Required work.
In the data below, find the line that contains "Where can the closed" and the line that contains "Where can the truck". Copy both, plus every line between them, exactly.

Given records.
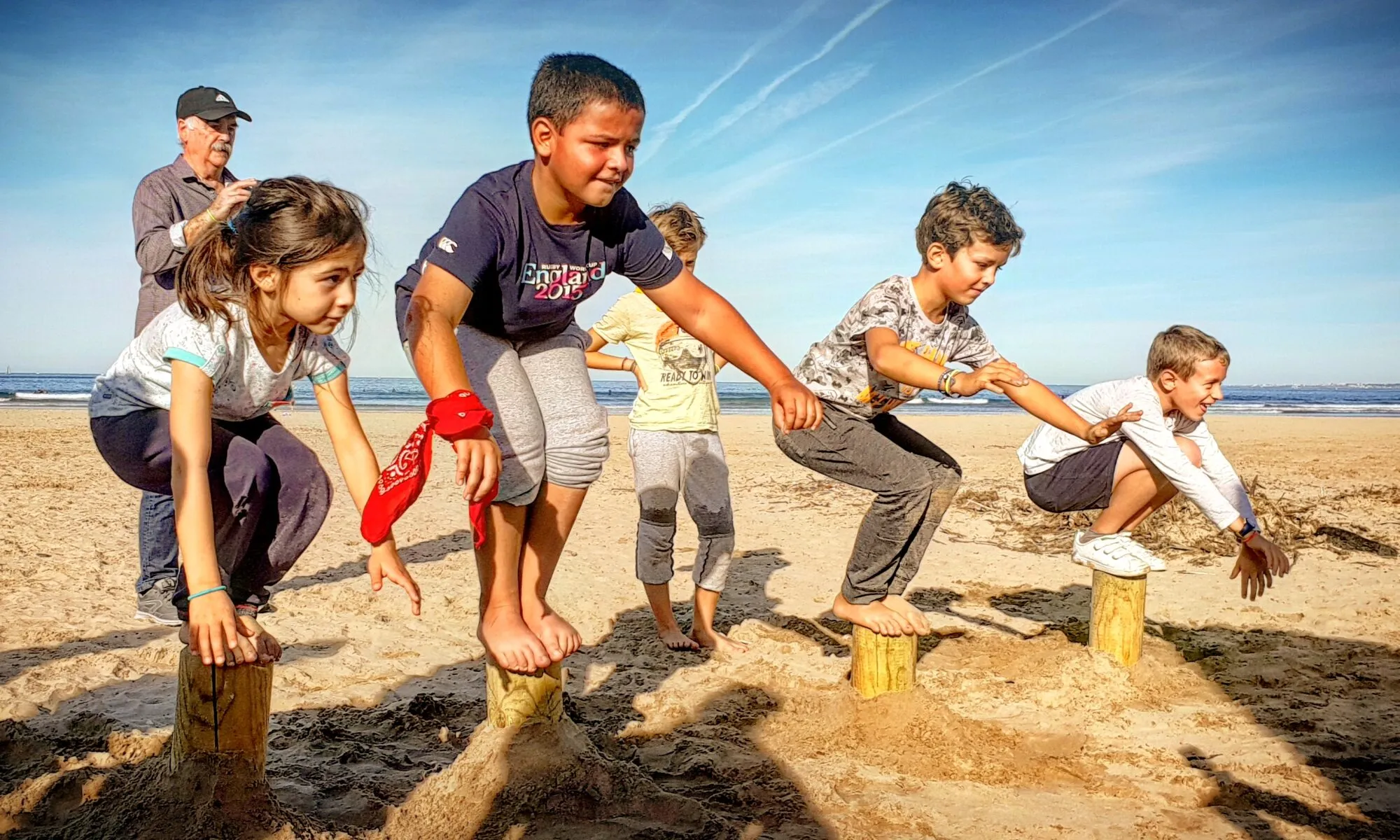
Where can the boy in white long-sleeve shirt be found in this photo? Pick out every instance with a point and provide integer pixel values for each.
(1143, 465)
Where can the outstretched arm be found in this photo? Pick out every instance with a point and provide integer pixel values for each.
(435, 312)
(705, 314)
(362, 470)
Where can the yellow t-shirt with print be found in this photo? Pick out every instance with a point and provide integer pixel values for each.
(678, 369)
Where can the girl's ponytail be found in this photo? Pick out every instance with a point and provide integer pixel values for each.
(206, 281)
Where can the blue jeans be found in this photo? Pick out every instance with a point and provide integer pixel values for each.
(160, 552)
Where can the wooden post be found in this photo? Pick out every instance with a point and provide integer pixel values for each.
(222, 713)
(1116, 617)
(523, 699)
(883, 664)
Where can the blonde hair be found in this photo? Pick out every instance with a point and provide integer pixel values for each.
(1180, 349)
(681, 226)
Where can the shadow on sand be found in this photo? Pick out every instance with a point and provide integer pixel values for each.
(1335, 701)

...

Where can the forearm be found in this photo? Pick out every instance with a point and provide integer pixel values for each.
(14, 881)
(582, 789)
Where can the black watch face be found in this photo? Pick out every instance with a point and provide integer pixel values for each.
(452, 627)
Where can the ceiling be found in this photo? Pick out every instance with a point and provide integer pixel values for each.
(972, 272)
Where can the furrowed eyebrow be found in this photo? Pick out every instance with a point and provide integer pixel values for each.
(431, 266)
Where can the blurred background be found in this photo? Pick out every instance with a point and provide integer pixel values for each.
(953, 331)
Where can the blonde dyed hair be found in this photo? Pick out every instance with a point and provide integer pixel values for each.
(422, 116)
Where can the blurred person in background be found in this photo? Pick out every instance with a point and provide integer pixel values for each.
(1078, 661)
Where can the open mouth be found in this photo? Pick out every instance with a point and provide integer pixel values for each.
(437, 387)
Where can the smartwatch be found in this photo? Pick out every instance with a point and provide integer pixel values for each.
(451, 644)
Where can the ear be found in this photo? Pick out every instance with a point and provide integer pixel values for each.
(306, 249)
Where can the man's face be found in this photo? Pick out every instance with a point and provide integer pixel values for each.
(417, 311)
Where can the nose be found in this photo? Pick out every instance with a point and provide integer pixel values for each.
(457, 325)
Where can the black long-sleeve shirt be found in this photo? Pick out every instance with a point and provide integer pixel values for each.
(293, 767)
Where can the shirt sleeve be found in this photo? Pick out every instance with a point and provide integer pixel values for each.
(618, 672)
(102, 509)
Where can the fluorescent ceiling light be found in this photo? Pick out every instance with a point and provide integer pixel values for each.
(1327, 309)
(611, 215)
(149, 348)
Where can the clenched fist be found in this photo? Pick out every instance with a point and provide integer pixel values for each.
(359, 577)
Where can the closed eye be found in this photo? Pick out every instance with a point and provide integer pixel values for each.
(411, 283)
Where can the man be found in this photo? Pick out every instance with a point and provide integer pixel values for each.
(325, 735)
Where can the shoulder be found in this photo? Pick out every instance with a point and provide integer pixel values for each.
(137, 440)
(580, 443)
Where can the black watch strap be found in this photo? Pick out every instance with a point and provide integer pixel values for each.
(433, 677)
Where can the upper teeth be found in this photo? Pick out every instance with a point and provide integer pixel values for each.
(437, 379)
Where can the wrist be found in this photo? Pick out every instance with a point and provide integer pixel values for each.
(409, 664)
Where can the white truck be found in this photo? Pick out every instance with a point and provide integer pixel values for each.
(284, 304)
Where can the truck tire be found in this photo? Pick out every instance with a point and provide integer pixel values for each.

Answer.
Where can the closed eye be found in this photo? Pick out every instance with a point and provide integer pixel values for each.
(411, 283)
Where can the man be found in this photo? Pick out every instance with a point and provide integer pixel values for each.
(325, 735)
Where can the shoulder be found in this photo? Pick out every instance with a point and provide integer pixel values for each.
(137, 440)
(580, 443)
Where can the black watch strap be found in this photo? Pick out every instance with a point and provide integer pixel values for each.
(433, 677)
Where can the upper teeth be found in this photo? Pick out every instance with a point and provide integer pixel values for each.
(437, 379)
Where can the wrist be found in this photo? Pick out every instance with a point and provide integer pixel values for each.
(409, 664)
Where can the white truck be found in this photo? Pick out every instance with a point and provide integer pixel values for each.
(284, 304)
Where can the truck tire be found in this photo? Pick out every instance with a point and provide integer pixel values for each.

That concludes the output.